▸ **Work task**
Output the listing below in full, exactly as written.

▸ **Given data**

Content starts

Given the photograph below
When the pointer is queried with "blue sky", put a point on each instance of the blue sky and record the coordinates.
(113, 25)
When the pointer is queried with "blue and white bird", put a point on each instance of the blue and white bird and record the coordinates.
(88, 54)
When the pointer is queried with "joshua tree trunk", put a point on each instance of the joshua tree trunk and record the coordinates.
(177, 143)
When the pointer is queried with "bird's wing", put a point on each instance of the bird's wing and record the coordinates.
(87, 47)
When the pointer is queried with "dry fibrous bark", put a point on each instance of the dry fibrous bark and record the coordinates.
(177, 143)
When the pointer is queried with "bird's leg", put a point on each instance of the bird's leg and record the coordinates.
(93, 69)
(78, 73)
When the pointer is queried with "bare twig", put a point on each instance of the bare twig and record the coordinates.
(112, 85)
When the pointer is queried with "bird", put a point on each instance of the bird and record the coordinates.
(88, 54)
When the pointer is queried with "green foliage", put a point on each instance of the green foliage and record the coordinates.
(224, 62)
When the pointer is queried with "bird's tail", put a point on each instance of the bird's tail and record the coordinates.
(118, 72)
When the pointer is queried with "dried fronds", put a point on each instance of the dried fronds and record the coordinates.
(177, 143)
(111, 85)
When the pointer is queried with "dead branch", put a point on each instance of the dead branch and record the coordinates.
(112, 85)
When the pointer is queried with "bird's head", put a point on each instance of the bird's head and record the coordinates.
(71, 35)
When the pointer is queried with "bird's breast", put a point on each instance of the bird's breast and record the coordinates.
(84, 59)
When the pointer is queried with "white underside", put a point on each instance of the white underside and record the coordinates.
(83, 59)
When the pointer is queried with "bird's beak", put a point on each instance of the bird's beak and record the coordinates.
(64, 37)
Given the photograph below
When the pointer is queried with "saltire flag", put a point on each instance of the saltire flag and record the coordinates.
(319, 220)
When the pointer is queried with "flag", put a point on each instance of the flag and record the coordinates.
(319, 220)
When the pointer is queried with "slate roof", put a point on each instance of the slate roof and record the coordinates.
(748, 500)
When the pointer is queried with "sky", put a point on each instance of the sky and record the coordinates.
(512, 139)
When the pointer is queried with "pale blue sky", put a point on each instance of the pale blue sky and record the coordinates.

Content ends

▸ **Completed exercise**
Given the photograph below
When the pointer is queried with "blue sky", put a point on each instance of the blue sky and record the coordinates.
(113, 25)
When the pointer is queried with "blue and white bird", put a point on each instance of the blue and white bird and record the coordinates.
(88, 54)
When the pointer is queried with "joshua tree trunk", put a point on each instance of the joshua tree trunk and record the coordinates.
(177, 143)
When the pointer is queried with "bird's wing", put a point on each instance of the bird's wing and record the coordinates.
(87, 47)
When the pointer is queried with "dry fibrous bark", put a point on each instance of the dry fibrous bark and record the coordinates.
(177, 143)
When the pointer is queried with "bird's leg", put a point on each instance of the bird's leg and record the coordinates.
(93, 69)
(78, 73)
When the pointer is queried with "bare twig", put a point on each instance of the bare twig and record the coordinates.
(112, 85)
When the pointer is queried with "bird", put a point on each instance of the bird and record the coordinates.
(88, 54)
When the pointer is queried with "green foliage", put a point on each instance of the green foliage and record the coordinates.
(224, 62)
When the pointer is queried with "bird's tail", put a point on each instance of the bird's tail and record the coordinates.
(118, 72)
When the pointer is queried with "dried fronds", put a point on each instance of the dried fronds and record the coordinates.
(177, 143)
(111, 85)
When the pointer is queried with "dead branch", put a point on each instance of the dead branch and record the coordinates.
(112, 85)
When the pointer is queried with "bird's head", put a point on each instance of the bird's head and record the coordinates.
(71, 35)
When the pointer is queried with "bird's breast", put a point on each instance of the bird's breast and record the coordinates.
(84, 59)
When the pointer is queried with "white underside", put a point on each instance of the white underside and record the coordinates.
(83, 59)
When the pointer is queried with "bird's beak", put a point on each instance of the bird's beak and record the coordinates.
(64, 37)
Given the photograph below
When the pointer is queried with "saltire flag", put a point on each instance of the saltire flag and record the coordinates.
(319, 220)
When the pointer is queried with "flag", put a point on each instance of the flag and record the coordinates.
(319, 220)
When the pointer is queried with "slate roof", put a point on each instance of the slate roof and record the coordinates.
(748, 500)
When the pointer is queried with "sky", put a point on each instance of the sky and record the coordinates.
(512, 139)
When the pointer is queried with "pale blue sky", put a point on each instance of the pale blue sky and record the coordinates.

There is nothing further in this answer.